TO DO: Write out the whole passage below on Bernard Nathanson's review of Koop's memoirs, word for word. Leave out the rows that follow it.

START TEXT

One of the more scathing pieces I’ve read in my lifetime was Bernard Nathanson’s review of Koop’s autobiography, Koop: The Memoirs of America’s Family Doctor. Preciously titled “Koop de Grâce,” Nathanson’s first paragraph of the piece is quite pertinent to pastors building their base who hanker after political influence:

What baleful things may befall a rugged, plain-spoken, life-affirming man when he ventures into that great bourne called The Beltway—that is the (probably unintended) theme of the autobiography of Charles Everett Koop, M.D., former Surgeon-General of the U.S. The malignant drugs pressed upon the great-hearted doctor were the familiar irresistible ones: the trappings of authority, the seductive illusion of puissance, the orbital proximity to the political Sun. The landscape of The Beltway is littered with the bleached bones of other voyagers: Brigadier-General Wallace A. Graham (White House physician to President Harry Truman), Sherman Adams, more recently Governor John Sununu—all decent men drawn like Odysseus’ sailors by the hypnotic spell of the bitch-goddess Power, to be turned into swine for their trouble.

END TEXT
START DATA LISTING

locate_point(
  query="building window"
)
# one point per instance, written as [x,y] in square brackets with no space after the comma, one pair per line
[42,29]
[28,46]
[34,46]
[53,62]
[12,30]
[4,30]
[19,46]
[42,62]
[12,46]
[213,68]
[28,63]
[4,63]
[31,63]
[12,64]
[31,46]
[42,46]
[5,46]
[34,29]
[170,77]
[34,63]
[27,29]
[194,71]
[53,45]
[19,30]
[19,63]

END DATA LISTING

EXERCISE OUTPUT:
One of the more scathing pieces I’ve read in my lifetime was Bernard Nathanson’s review of Koop’s autobiography, Koop: The Memoirs of America’s Family Doctor. Preciously titled “Koop de Grâce,” Nathanson’s first paragraph of the piece is quite pertinent to pastors building their base who hanker after political influence:

What baleful things may befall a rugged, plain-spoken, life-affirming man when he ventures into that great bourne called The Beltway—that is the (probably unintended) theme of the autobiography of Charles Everett Koop, M.D., former Surgeon-General of the U.S. The malignant drugs pressed upon the great-hearted doctor were the familiar irresistible ones: the trappings of authority, the seductive illusion of puissance, the orbital proximity to the political Sun. The landscape of The Beltway is littered with the bleached bones of other voyagers: Brigadier-General Wallace A. Graham (White House physician to President Harry Truman), Sherman Adams, more recently Governor John Sununu—all decent men drawn like Odysseus’ sailors by the hypnotic spell of the bitch-goddess Power, to be turned into swine for their trouble.